- _EXERCISE INSTRUCTIONS_: Retype the line containing "For every instance of the muddy" and each later line through the end of the listing, exactly as written, with no other lines.

- _EXERCISE MATERIAL_:

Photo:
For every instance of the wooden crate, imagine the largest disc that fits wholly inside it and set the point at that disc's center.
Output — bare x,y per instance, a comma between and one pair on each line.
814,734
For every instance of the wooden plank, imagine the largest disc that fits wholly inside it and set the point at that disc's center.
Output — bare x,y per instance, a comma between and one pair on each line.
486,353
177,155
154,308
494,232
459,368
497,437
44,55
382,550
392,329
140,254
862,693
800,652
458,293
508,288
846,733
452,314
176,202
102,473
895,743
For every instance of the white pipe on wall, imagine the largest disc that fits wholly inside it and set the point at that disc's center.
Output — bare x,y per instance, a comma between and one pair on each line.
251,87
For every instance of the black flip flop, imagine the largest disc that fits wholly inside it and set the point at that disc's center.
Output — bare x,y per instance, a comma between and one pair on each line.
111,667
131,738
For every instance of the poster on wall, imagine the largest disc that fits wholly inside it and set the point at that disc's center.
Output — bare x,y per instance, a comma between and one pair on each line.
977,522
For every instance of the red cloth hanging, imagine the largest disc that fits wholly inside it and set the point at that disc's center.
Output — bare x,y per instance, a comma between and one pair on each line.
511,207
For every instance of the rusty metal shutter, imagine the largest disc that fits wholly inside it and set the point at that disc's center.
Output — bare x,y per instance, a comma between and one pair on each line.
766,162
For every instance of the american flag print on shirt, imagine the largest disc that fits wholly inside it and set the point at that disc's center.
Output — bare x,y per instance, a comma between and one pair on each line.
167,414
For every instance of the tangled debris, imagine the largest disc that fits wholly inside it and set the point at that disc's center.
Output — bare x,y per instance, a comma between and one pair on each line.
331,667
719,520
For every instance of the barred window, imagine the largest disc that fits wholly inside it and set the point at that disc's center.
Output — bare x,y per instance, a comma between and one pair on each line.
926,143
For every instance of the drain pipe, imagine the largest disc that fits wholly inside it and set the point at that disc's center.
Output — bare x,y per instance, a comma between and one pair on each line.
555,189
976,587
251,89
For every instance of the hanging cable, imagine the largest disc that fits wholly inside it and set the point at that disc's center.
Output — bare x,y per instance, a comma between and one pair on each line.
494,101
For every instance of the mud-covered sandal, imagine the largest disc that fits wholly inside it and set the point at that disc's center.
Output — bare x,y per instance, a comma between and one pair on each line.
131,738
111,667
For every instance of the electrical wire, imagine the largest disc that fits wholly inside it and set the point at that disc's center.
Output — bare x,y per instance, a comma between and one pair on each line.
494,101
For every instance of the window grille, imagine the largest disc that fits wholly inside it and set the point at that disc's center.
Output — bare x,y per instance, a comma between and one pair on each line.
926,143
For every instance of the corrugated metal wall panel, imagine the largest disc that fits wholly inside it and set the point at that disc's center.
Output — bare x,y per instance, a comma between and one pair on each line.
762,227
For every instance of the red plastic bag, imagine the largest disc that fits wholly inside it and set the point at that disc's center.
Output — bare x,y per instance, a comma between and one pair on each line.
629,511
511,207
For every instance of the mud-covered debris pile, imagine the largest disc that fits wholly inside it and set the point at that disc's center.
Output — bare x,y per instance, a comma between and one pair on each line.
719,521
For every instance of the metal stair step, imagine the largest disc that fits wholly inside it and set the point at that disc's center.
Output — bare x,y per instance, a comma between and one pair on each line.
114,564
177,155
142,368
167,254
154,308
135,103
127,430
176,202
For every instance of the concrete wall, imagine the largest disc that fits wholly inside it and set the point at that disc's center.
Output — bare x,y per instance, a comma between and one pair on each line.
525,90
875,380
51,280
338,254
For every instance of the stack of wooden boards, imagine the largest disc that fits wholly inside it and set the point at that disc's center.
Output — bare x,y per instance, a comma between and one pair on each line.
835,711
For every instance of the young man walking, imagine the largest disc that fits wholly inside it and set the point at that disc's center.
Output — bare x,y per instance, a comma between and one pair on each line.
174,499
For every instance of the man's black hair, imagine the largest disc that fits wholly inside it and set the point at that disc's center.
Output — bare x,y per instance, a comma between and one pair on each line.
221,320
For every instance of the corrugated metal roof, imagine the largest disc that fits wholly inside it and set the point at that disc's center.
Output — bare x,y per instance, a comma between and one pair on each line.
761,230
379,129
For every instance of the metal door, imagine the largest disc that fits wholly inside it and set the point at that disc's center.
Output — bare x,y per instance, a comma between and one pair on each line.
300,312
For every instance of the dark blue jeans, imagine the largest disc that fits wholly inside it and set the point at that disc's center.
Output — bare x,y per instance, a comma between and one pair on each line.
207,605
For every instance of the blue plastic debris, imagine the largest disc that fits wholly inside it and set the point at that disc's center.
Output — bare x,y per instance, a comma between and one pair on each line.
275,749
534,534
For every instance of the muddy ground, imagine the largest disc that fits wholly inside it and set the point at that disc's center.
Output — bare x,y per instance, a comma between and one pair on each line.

- _TASK RESPONSE_:
For every instance of the muddy ground, imagine the largest disc that fits wholly inside it and set the point at that disc's center.
Output — bare x,y per instance, a comma between and one pair on each line.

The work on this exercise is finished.